**Text passage**
An outline of the UK’s nuclear emergency planning from the view point of central government is given in the 2015 document Con-ops Nuclear Emergency Planning and Response Guidance, Concept of operations
A large number of people will be involved in the response to and recovery from a radiation emergency.
Operational There will be "boots on the ground", emergency services and other people working to rescue casualties, put out fires, recover or immobilise dangerous materials, control access and egress from the scene and reporting the situation and resource needs. These are the operational or bronze responders. Each service will have their own command structure on site with well practiced coordination. (See JESIP website if interested in response coordination).
Tactical A layer of command will be determining how best to use the available resource to meet the objectives set. These are the tactical or silver level. The different responding organisations will attempt to put their tactical commanders in the same place so that they can co-operate and co-ordinate.

**Actions to take**
1) Decide whether each statement agrees with the passage on nuclear emergency response, answering yes or no and quoting the words from the passage that settle it. (a) Operational responders are also known as bronze responders. (b) All responding services on site share one command structure. (c) The tactical commanders of different responding organizations try to be located together.
2) Continue the passage on nuclear emergency response, starting after its final sentence.

**Supplied information**

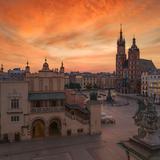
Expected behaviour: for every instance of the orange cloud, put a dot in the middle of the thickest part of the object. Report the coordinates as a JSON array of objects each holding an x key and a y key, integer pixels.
[{"x": 83, "y": 33}]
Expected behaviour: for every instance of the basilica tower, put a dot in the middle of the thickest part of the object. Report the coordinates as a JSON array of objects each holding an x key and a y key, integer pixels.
[
  {"x": 121, "y": 55},
  {"x": 133, "y": 57}
]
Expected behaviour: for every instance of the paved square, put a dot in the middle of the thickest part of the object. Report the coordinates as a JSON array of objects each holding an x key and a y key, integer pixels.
[{"x": 102, "y": 147}]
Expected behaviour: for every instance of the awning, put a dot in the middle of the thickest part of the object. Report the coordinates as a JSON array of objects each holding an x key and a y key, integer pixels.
[{"x": 46, "y": 96}]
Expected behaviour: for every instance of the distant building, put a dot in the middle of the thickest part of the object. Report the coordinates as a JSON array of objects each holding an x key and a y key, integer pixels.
[
  {"x": 37, "y": 105},
  {"x": 128, "y": 71},
  {"x": 150, "y": 85}
]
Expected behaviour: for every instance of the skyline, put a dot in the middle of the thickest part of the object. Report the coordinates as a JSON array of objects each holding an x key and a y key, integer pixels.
[{"x": 81, "y": 33}]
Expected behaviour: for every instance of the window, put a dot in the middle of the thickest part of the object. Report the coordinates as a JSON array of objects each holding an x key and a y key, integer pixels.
[
  {"x": 14, "y": 103},
  {"x": 80, "y": 130},
  {"x": 14, "y": 118}
]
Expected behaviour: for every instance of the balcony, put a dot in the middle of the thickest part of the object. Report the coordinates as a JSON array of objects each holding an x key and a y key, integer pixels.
[
  {"x": 47, "y": 109},
  {"x": 14, "y": 111}
]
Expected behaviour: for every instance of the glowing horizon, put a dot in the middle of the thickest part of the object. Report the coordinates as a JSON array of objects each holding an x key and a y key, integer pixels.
[{"x": 81, "y": 33}]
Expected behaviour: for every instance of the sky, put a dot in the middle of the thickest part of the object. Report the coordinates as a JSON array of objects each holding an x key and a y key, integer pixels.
[{"x": 81, "y": 33}]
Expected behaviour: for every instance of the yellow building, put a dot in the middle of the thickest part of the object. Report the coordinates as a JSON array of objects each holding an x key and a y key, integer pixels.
[{"x": 36, "y": 107}]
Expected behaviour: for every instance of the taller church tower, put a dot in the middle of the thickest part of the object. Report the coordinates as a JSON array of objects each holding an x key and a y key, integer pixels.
[
  {"x": 121, "y": 54},
  {"x": 133, "y": 57}
]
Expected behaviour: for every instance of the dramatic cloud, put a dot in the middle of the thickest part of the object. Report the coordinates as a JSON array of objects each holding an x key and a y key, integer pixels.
[{"x": 82, "y": 33}]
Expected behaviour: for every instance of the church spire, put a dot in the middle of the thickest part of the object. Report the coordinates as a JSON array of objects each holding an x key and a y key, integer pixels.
[
  {"x": 27, "y": 67},
  {"x": 121, "y": 32},
  {"x": 62, "y": 68},
  {"x": 1, "y": 68}
]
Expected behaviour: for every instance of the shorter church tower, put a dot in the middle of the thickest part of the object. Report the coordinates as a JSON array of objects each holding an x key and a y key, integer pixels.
[
  {"x": 62, "y": 68},
  {"x": 1, "y": 70},
  {"x": 133, "y": 57},
  {"x": 121, "y": 55},
  {"x": 27, "y": 69}
]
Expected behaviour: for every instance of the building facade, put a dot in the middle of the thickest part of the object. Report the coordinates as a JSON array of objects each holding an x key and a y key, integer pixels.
[
  {"x": 37, "y": 106},
  {"x": 129, "y": 70},
  {"x": 150, "y": 85}
]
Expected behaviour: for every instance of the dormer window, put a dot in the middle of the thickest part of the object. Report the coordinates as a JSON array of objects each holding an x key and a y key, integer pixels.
[{"x": 14, "y": 103}]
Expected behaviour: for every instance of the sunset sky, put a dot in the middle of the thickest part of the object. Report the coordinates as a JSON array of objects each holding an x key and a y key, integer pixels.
[{"x": 81, "y": 33}]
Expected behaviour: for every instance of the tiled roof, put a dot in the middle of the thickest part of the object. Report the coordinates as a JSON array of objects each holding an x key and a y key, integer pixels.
[
  {"x": 146, "y": 65},
  {"x": 46, "y": 96}
]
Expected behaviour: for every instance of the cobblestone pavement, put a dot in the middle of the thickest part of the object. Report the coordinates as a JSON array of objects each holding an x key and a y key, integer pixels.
[{"x": 103, "y": 147}]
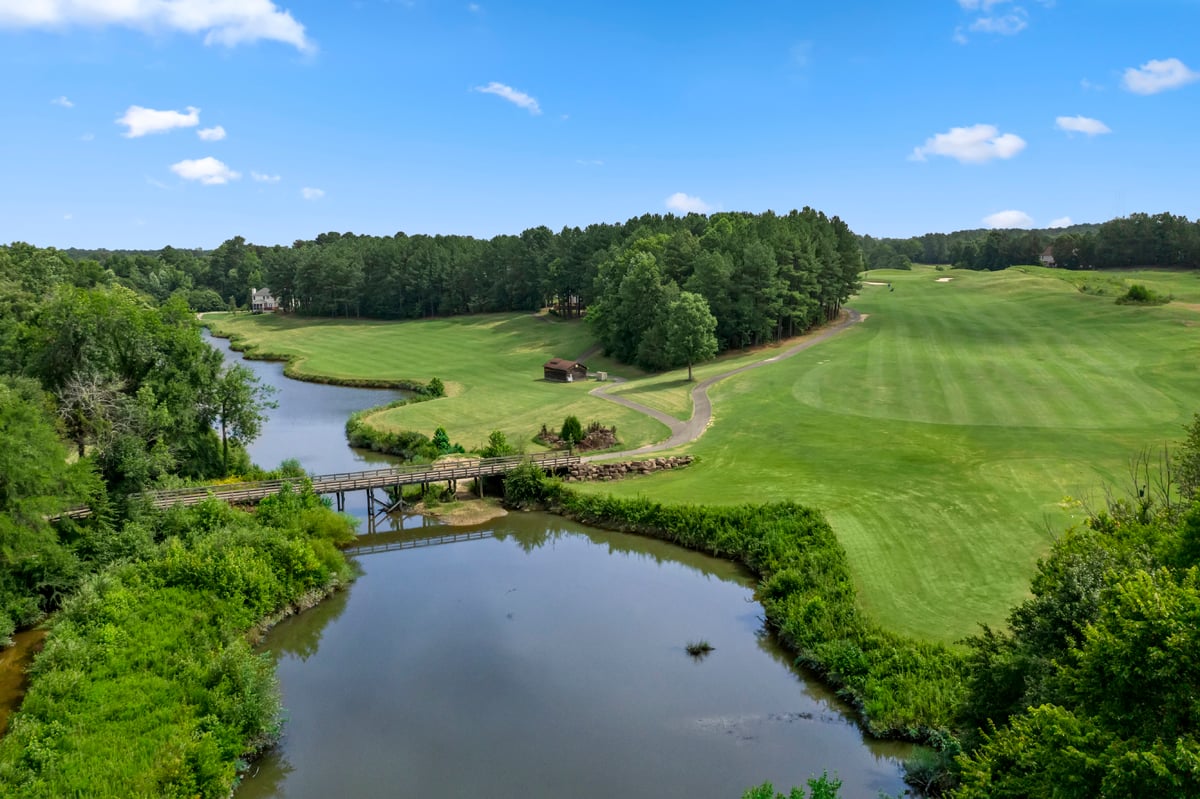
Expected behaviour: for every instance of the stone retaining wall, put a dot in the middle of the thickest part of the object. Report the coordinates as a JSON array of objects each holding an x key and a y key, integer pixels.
[{"x": 617, "y": 470}]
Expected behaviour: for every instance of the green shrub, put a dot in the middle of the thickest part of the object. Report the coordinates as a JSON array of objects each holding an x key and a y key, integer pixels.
[
  {"x": 147, "y": 686},
  {"x": 497, "y": 445},
  {"x": 573, "y": 431},
  {"x": 1139, "y": 294},
  {"x": 526, "y": 485}
]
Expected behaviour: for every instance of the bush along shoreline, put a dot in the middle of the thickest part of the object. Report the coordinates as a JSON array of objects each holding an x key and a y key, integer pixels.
[
  {"x": 900, "y": 688},
  {"x": 148, "y": 685},
  {"x": 430, "y": 390}
]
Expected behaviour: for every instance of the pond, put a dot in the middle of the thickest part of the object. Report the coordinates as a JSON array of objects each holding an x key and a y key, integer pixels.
[{"x": 529, "y": 656}]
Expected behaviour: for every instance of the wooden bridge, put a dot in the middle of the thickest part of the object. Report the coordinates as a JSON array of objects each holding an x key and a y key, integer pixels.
[{"x": 340, "y": 484}]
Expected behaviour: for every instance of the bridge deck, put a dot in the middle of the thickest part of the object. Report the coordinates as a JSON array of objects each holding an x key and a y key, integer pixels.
[{"x": 333, "y": 484}]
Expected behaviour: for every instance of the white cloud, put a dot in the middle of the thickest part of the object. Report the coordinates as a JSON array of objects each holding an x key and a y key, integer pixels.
[
  {"x": 222, "y": 22},
  {"x": 513, "y": 95},
  {"x": 1155, "y": 76},
  {"x": 981, "y": 5},
  {"x": 141, "y": 120},
  {"x": 688, "y": 204},
  {"x": 975, "y": 144},
  {"x": 1005, "y": 24},
  {"x": 208, "y": 170},
  {"x": 1008, "y": 220},
  {"x": 802, "y": 53},
  {"x": 1081, "y": 125}
]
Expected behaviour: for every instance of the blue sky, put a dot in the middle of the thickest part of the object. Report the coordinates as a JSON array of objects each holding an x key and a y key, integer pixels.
[{"x": 145, "y": 122}]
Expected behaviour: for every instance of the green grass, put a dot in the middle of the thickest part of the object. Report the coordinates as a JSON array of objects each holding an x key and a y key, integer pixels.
[
  {"x": 491, "y": 366},
  {"x": 941, "y": 434}
]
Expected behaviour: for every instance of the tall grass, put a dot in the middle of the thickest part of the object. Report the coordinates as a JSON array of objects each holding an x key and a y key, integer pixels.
[{"x": 148, "y": 686}]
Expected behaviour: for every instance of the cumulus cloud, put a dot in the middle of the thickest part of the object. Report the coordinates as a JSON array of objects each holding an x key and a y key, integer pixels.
[
  {"x": 975, "y": 144},
  {"x": 514, "y": 96},
  {"x": 221, "y": 22},
  {"x": 139, "y": 120},
  {"x": 1081, "y": 125},
  {"x": 208, "y": 170},
  {"x": 688, "y": 204},
  {"x": 1005, "y": 24},
  {"x": 1008, "y": 220},
  {"x": 1155, "y": 76}
]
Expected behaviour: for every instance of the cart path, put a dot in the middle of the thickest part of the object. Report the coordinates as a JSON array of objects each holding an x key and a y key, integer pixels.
[{"x": 685, "y": 432}]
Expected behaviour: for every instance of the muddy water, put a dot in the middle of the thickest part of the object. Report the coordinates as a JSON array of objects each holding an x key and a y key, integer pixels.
[
  {"x": 534, "y": 658},
  {"x": 13, "y": 662}
]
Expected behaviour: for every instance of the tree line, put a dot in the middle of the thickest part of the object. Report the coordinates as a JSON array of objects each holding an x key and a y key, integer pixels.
[
  {"x": 1135, "y": 240},
  {"x": 763, "y": 276}
]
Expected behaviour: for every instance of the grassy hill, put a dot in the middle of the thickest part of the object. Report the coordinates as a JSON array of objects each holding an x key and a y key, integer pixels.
[
  {"x": 490, "y": 364},
  {"x": 943, "y": 433},
  {"x": 941, "y": 436}
]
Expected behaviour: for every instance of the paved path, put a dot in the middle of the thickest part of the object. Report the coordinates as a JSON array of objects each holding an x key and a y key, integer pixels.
[{"x": 684, "y": 432}]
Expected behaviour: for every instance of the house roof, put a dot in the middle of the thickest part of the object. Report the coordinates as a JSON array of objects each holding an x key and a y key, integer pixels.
[{"x": 563, "y": 364}]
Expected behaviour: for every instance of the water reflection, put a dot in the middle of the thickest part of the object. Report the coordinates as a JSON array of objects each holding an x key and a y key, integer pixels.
[{"x": 547, "y": 660}]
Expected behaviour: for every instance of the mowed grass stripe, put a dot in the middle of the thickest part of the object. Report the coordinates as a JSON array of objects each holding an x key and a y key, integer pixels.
[{"x": 943, "y": 433}]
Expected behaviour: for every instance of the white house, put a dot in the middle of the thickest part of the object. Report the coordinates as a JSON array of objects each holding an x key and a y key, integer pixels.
[{"x": 262, "y": 300}]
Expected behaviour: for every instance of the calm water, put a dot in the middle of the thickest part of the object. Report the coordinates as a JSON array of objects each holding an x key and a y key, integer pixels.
[{"x": 535, "y": 658}]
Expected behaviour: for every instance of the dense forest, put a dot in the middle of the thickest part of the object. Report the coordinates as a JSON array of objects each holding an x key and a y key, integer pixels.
[
  {"x": 762, "y": 276},
  {"x": 1134, "y": 240}
]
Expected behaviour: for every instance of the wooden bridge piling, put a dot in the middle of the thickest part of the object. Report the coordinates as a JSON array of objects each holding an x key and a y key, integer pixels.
[{"x": 340, "y": 484}]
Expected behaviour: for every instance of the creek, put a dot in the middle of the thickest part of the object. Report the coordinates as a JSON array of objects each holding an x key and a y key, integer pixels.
[{"x": 531, "y": 656}]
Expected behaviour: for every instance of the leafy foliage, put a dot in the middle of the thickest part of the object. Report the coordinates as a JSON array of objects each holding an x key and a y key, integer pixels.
[
  {"x": 573, "y": 431},
  {"x": 147, "y": 685},
  {"x": 1139, "y": 294}
]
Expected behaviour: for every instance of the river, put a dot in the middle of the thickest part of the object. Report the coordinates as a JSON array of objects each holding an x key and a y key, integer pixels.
[{"x": 534, "y": 658}]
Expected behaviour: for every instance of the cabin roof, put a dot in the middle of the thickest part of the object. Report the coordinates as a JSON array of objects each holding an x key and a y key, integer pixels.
[{"x": 563, "y": 364}]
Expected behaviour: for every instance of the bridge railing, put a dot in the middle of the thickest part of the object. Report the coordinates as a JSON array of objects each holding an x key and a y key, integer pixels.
[{"x": 359, "y": 480}]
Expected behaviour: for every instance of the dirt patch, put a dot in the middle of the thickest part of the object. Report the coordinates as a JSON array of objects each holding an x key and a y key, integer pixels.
[{"x": 463, "y": 511}]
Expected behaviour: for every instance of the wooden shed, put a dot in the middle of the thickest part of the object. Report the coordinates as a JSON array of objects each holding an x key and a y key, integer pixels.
[{"x": 561, "y": 370}]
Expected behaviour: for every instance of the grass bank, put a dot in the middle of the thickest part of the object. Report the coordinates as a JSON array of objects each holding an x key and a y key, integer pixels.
[
  {"x": 941, "y": 434},
  {"x": 491, "y": 365},
  {"x": 148, "y": 685}
]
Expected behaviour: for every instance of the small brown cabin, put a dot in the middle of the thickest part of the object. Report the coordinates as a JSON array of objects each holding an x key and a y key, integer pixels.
[{"x": 561, "y": 370}]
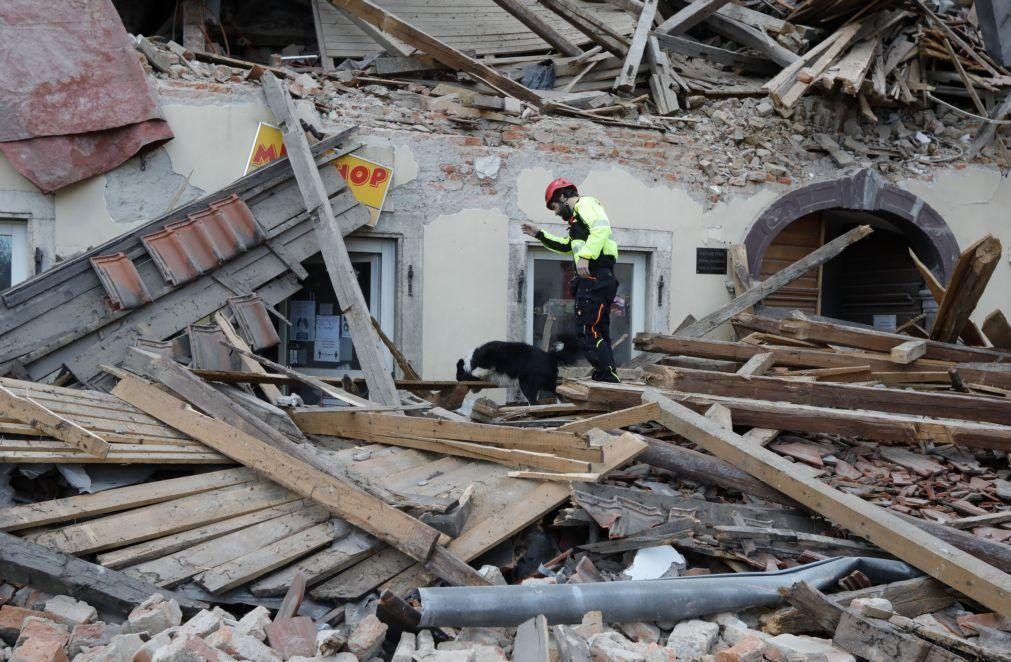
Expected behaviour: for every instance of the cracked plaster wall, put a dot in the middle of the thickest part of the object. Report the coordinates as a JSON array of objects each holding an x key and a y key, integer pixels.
[{"x": 459, "y": 224}]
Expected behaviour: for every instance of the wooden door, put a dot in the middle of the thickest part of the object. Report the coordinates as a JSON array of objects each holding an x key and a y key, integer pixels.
[{"x": 796, "y": 241}]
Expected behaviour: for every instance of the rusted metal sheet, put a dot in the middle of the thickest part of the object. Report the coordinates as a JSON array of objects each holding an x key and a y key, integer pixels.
[
  {"x": 121, "y": 281},
  {"x": 188, "y": 249},
  {"x": 254, "y": 320},
  {"x": 54, "y": 162},
  {"x": 82, "y": 103},
  {"x": 208, "y": 348}
]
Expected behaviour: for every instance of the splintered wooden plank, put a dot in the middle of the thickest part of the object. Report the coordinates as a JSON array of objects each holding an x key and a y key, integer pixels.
[
  {"x": 909, "y": 351},
  {"x": 831, "y": 394},
  {"x": 539, "y": 26},
  {"x": 31, "y": 412},
  {"x": 630, "y": 69},
  {"x": 122, "y": 498},
  {"x": 598, "y": 31},
  {"x": 525, "y": 505},
  {"x": 271, "y": 557},
  {"x": 345, "y": 553},
  {"x": 180, "y": 566},
  {"x": 963, "y": 572},
  {"x": 154, "y": 549},
  {"x": 972, "y": 273},
  {"x": 332, "y": 246},
  {"x": 164, "y": 518},
  {"x": 367, "y": 426},
  {"x": 612, "y": 419},
  {"x": 774, "y": 282},
  {"x": 442, "y": 52},
  {"x": 865, "y": 339},
  {"x": 690, "y": 16},
  {"x": 998, "y": 329},
  {"x": 359, "y": 508},
  {"x": 970, "y": 333}
]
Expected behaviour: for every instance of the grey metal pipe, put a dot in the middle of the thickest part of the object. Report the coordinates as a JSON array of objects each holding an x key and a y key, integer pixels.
[{"x": 628, "y": 601}]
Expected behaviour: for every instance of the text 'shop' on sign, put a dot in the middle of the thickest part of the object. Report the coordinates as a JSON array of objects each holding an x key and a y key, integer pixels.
[{"x": 368, "y": 180}]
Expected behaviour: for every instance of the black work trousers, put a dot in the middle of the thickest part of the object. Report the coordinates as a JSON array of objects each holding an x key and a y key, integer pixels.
[{"x": 593, "y": 297}]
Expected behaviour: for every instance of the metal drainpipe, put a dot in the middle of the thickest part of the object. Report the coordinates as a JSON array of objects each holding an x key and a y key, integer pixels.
[{"x": 629, "y": 601}]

**Answers to the exercises**
1)
(a) Yes: "These are the operational or bronze responders."
(b) No: "Each service will have their own command structure on site with well practiced coordination."
(c) Yes: "The different responding organisations will attempt to put their tactical commanders in the same place so that they can co-operate and co-ordinate."

2)
Strategic The top layer of local command is the strategic or gold layer. A strategic commander from each agency has overall authority on behalf of their agency. They are responsible for the resources of their own agency and for formulating their single agency strategy for the incident. They generally meet in the SCC to exchange situational awareness, agree priorities and provide resource and expertise. The strategic level, which includes a wider range of government bodies, regulators and experts also discuss the protection of the public including agreeing the protective action strategy and the media management strategy and media messages.
Supporting the local structures, if required, are a range of national and regional facilities reaching up to the Cabinet Office Briefing Rooms.
The structure is designed to “grow upwards” if the situation demands it. A smaller event (if you can have a “small” nuclear emergency) may only need the local components. There is, however, an apparent ambiguity in some of the relationships. The connectors are not carefully defined so could be taken to be “chats to”. More clarity could be achieved by differentiating between information flow and instruction and how this may change with time and severity. Generally, information and requests for resource go upwards and instructions and advice go downwards from command and technical structures respectively.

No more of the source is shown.